───── Extrait fourni

Les offices HLM ne fonctionnent cependant plus dans les années 2000 comme pendant les Trente Glorieuses. Il est dommage que la chercheuse de l’Institut Montaigne ne le rappelle pas. Il faudrait opposer les années constructives aux années gestionnaires. Jusque dans les années 1980 en effet, on construit des tours et des barres dans les agglomérations : parfois en plein centre-ville, plus souvent à proximité immédiate, comme ici au Grand Parc à Bordeaux. Pour de multiples raisons (voir Les nuits de Grigny), ces constructions ont mal vieilli. Des voix se sont élevées, de plus en plus nombreuses, pour critiquer une forme architecturale en même temps qu’un type d’urbanisme. On a alors rejeté en même temps les grands ensembles – tours et barres – et l’intervention autoritaire des pouvoirs publics, sans voir que rien ne les liait, si ce n’est l’époque. On a même confondu les adjectifs social et collectif. Sous le premier septennat de François Mitterrand, en tout cas, s’impose l’idée de réorienter l’action des organismes chargés du logement social : adieux grands ensembles ! Désormais, les offices HLM appuient la politique de réhabilitation, en gérant l’existant (Des b.o.f.s aux bobos). A l’issue de trois décennies de période gestionnaire, les inconvénients éclatent au grand jour. On peut les réunir en deux points. Le premier touche à l’hétérogénéité des bénéficiaires, le second à l’impact économique de la non-construction.

──────────
───── Entrées de données

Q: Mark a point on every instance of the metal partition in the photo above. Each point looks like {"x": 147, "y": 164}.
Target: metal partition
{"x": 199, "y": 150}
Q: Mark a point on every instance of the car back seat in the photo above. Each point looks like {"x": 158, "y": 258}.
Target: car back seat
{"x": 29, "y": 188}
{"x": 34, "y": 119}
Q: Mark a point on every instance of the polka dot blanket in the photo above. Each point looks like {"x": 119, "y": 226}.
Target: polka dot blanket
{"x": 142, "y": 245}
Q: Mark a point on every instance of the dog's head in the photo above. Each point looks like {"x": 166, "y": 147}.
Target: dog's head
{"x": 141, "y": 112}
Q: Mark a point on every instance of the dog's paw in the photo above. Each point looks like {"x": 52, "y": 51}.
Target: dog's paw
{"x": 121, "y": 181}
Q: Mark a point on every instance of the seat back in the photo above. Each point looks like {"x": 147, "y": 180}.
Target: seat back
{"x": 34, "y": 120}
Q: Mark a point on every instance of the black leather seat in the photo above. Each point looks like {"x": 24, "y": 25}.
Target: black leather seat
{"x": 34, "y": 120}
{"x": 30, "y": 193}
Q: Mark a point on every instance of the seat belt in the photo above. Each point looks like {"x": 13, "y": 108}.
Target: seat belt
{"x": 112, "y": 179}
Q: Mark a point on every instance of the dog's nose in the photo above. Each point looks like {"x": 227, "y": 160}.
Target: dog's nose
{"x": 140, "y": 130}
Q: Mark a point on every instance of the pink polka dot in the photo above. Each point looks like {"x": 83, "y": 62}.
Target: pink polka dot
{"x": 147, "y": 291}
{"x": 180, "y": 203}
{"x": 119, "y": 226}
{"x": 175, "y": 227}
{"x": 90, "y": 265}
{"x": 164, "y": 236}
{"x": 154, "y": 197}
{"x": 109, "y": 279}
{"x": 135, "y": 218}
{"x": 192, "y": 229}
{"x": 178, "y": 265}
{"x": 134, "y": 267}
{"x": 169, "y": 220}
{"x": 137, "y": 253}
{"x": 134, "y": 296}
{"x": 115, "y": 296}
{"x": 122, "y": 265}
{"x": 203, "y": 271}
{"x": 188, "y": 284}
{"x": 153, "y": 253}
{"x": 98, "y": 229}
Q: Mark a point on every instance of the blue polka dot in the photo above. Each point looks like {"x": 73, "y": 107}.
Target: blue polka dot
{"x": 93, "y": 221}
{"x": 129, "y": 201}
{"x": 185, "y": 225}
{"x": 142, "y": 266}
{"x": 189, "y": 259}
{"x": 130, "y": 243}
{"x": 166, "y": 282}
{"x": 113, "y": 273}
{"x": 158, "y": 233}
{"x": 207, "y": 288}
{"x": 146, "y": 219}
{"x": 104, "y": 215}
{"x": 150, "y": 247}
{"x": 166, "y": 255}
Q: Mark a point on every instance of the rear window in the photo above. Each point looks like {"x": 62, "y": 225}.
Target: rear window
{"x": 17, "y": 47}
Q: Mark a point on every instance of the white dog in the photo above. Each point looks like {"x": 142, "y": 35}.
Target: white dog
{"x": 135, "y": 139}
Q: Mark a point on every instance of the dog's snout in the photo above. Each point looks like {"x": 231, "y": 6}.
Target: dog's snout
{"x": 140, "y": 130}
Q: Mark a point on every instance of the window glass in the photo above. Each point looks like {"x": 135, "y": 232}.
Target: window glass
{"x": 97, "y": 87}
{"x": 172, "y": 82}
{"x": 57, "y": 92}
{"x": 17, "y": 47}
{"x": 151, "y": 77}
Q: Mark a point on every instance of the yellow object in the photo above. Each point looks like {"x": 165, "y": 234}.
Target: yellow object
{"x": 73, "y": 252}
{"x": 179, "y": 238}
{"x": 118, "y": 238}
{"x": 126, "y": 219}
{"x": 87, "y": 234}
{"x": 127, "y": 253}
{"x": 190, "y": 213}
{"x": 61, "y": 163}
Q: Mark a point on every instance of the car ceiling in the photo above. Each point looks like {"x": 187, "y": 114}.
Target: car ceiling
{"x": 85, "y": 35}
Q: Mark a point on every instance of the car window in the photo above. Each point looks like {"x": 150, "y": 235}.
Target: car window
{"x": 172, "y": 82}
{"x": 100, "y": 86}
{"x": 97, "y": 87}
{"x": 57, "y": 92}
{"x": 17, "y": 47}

──────────
───── Entrées de données

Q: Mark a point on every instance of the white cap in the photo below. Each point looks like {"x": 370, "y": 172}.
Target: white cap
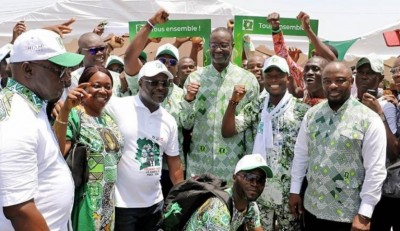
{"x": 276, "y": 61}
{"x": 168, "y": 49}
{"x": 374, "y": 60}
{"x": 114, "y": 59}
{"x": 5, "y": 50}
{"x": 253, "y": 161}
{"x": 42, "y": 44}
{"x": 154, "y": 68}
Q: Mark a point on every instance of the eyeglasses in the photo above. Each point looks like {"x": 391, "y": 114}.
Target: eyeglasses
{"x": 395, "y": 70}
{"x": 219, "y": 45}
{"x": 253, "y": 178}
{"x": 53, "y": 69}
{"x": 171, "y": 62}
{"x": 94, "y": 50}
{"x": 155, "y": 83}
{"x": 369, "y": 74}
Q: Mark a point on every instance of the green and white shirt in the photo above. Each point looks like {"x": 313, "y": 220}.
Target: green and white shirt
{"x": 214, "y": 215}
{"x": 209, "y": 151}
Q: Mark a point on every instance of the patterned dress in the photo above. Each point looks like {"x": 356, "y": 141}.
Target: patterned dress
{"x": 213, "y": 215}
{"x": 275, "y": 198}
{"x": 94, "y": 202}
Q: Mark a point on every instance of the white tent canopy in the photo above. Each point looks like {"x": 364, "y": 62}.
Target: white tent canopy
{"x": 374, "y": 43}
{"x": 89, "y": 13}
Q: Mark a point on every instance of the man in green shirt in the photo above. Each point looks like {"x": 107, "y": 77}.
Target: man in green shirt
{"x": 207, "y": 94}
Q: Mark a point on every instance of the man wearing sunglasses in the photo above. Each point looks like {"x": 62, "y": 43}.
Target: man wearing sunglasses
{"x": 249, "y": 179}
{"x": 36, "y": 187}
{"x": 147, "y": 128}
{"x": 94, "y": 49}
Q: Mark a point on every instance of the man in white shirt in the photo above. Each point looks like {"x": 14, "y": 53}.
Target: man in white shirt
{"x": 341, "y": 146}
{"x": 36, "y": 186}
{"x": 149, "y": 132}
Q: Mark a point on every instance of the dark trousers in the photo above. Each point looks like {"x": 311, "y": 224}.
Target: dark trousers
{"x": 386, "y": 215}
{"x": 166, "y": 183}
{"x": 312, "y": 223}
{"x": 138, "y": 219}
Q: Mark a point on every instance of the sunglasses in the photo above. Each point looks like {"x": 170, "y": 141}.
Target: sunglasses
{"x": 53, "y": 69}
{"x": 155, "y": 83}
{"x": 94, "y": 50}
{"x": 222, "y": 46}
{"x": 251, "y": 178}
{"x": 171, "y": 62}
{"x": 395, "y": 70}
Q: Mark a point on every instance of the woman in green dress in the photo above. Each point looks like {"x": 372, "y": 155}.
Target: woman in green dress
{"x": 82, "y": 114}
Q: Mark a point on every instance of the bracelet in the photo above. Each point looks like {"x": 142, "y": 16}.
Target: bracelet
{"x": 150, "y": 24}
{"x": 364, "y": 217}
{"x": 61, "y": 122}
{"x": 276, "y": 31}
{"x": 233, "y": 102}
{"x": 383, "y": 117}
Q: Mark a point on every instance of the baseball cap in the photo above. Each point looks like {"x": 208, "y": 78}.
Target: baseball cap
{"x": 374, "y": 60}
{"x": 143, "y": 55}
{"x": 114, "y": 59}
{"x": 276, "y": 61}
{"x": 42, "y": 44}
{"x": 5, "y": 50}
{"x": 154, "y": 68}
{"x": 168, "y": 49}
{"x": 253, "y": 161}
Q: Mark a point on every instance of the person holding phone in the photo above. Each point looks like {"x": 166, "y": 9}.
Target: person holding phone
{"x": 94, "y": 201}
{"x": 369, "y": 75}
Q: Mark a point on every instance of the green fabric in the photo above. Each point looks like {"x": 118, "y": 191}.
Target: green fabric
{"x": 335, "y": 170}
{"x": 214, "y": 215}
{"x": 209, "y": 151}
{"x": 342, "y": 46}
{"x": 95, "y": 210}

──────────
───── Entrées de données

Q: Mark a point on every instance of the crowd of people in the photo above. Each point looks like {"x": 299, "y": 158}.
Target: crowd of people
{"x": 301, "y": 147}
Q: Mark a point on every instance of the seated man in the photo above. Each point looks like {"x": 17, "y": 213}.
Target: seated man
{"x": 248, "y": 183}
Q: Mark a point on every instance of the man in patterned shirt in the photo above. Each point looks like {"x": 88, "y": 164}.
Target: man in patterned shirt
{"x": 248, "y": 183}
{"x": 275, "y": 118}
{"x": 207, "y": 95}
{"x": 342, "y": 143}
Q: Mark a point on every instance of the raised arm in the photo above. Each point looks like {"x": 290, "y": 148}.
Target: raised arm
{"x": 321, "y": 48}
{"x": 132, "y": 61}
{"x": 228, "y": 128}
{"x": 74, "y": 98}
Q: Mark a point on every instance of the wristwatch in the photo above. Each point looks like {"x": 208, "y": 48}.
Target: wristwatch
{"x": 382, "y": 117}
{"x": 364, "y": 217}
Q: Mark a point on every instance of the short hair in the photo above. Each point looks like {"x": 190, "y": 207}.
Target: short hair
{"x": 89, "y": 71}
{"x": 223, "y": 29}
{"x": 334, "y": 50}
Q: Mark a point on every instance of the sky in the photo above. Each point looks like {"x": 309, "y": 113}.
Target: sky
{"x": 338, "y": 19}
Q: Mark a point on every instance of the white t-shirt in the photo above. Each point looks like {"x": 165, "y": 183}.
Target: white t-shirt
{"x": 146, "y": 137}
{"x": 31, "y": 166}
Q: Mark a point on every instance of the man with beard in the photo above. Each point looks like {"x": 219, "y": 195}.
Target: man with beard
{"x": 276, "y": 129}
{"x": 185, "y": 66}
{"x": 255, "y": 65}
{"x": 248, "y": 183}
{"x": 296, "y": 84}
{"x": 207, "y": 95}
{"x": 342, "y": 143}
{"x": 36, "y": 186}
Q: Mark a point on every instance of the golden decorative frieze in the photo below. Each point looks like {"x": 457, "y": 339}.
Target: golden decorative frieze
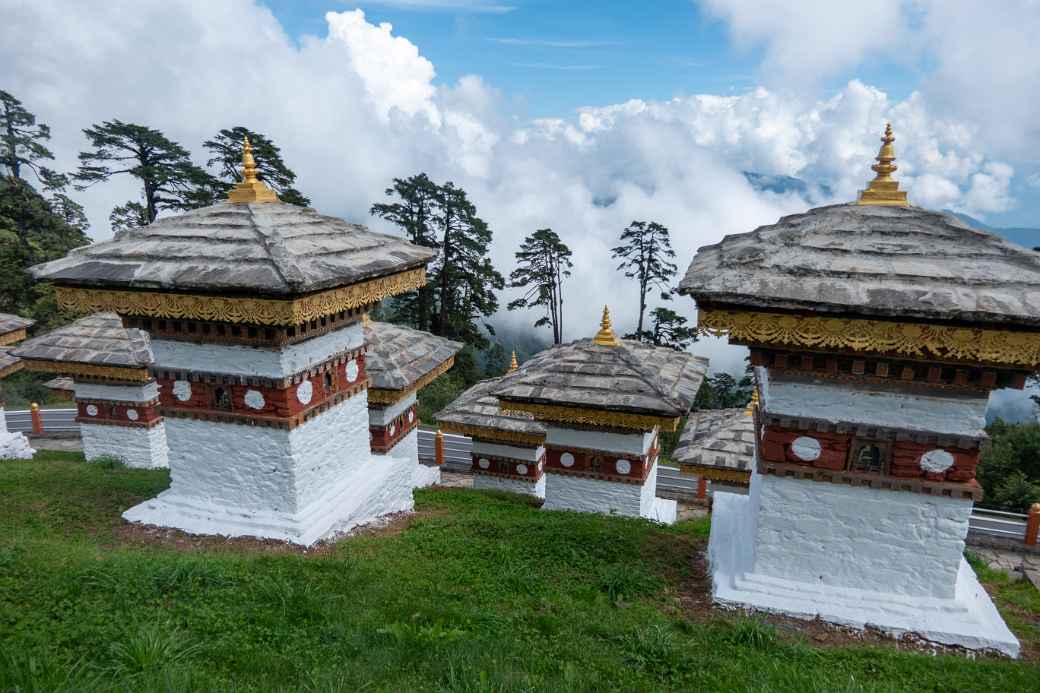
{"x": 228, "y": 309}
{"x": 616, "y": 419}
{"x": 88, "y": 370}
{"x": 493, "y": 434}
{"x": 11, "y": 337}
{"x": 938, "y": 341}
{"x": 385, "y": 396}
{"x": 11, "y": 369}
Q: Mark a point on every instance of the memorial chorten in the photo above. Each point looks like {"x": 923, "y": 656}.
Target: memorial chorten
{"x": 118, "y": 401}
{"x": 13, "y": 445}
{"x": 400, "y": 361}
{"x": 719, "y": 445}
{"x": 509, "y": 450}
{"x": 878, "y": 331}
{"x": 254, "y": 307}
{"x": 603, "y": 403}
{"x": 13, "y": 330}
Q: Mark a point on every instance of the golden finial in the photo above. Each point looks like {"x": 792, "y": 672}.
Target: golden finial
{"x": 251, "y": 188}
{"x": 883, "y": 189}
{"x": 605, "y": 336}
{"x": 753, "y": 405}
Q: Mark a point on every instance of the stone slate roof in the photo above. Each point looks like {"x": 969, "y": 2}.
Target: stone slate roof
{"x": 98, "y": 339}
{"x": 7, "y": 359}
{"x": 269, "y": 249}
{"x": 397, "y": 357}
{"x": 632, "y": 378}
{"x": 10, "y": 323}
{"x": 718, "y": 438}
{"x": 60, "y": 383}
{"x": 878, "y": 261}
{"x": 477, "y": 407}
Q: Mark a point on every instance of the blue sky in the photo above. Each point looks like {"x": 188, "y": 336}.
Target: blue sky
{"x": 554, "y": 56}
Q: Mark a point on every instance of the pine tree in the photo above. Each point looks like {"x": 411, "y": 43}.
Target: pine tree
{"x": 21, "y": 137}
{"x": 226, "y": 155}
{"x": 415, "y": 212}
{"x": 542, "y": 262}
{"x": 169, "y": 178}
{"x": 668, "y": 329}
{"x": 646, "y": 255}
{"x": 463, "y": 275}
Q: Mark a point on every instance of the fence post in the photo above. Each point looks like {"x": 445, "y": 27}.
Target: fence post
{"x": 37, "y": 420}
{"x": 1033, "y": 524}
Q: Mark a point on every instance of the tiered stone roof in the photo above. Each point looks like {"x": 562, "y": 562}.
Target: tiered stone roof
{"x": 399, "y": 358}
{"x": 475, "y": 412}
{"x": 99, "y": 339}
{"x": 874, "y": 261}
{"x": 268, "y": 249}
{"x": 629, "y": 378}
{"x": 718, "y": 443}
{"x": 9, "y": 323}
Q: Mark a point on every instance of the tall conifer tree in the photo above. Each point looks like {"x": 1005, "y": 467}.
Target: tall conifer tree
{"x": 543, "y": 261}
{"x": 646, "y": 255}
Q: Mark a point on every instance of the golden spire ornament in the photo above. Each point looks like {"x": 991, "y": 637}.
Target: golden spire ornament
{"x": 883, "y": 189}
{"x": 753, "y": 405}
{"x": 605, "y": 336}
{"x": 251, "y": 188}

──────────

### Consigne écrite
Donnez la suite de l'extrait sur les offices HLM, en commençant juste après sa dernière phrase.

### Réponse à la consigne
Primo. En attirant des locataires solvables pour équilibrer leurs comptes, les offices HLM ont pris le risque de dévoyer l’esprit même de leur mission originale, c’est-à-dire l’aide aux plus modestes. Les gouvernements de droite et de gauche portent directement la responsabilité de ce tournant comptable. Il n’est bien sûr pas bon en soi d’être déficitaire, mais l’étude de la répartition des ménages selon le niveau de vie et le secteur locatif suscite l’agacement. Il montre que des milliers de ménages aisés vivent dans des logements HLM. Les statistiques traitent des locataires, et non des propriétaires. Il n’empêche. Dans les 30 % de ménages les plus riches, entre deux (dixième décile) et quatre (huitième décile) sur dix occupent un logement social ! A l’inverse, parmi les 10 % de ménages les plus pauvres, seulement six sur dix bénéficient du même type de logement, quatre louant dans le secteur privé [Gunilla Björner]. Faut-il lâcher le mot privilégié ? Dans la région Île-de-France, la dimension politique de l’attribution des logements sociaux n’échappera à personne. De la même façon qu’une expulsion par la loi susciterait une levée de boucliers.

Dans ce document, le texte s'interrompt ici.